*Page text*
# headers that fit



## mrklasel (Apr 9, 2005)

I have an 01 frontier s1 cams, cold air, cat back......does anyone know of any headers per application or not that will fit a vg33e? I can always modify the rest of the exaust system to make them fit. Any help out there????


----------



## tony200 (Mar 23, 2005)

do you mean vg35de engine?


----------



## wes (Apr 30, 2002)

tony200 said:


> do you mean vg35de engine?


No he means VG33E, the motor in the frontier and xterra...


----------



## tony200 (Mar 23, 2005)

oh i didnt know they had 3.3 liter engines. thats a tough question then. dont know any companys that make a header for vg33e. one word "SEARCH"


----------



## myoung (Apr 15, 2002)

tony200 said:


> oh i didnt know they had 3.3 liter engines. thats a tough question then. dont know any companys that make a header for vg33e. one word "SEARCH"


maybe if you would take your own advice you wouldn't have cluttered up this guys thread . 

I know you're new here and appreciate your enthusiasum, but please don't post unless you have something to add to the conversation..

*Records provided*
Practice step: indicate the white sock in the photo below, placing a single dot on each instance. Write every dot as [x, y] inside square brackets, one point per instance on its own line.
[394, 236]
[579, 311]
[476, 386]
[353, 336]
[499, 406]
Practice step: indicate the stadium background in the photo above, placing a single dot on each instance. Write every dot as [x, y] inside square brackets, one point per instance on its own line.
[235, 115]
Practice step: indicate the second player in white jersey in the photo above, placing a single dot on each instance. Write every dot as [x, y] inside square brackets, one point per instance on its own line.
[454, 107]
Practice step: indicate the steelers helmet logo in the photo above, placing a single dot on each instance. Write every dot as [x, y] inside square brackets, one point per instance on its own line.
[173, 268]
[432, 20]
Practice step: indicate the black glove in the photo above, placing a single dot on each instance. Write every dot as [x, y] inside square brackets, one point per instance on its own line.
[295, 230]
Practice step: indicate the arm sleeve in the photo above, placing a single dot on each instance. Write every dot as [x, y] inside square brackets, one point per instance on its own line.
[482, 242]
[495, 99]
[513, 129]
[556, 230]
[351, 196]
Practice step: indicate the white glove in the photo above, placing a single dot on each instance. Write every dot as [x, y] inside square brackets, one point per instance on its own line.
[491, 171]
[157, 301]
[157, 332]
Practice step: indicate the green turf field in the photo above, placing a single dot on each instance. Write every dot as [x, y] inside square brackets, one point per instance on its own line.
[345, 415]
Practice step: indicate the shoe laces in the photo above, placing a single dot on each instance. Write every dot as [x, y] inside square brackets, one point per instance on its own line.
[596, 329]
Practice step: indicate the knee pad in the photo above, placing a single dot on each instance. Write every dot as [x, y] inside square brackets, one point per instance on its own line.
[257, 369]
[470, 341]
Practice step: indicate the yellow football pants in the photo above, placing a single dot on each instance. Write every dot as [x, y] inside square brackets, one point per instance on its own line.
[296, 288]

*Task instructions*
• a. In the headers thread, give the part that opens with the words "maybe if you" and closes with "to the conversation.." again, swapping "thread" for "topic".
• b. According to the headers thread, which motor is in the Frontier and Xterra?

*Expected outputs*
• a.
maybe if you would take your own advice you wouldn't have cluttered up this guys topic . 

I know you're new here and appreciate your enthusiasum, but please don't post unless you have something to add to the conversation..

• b. The VG33E.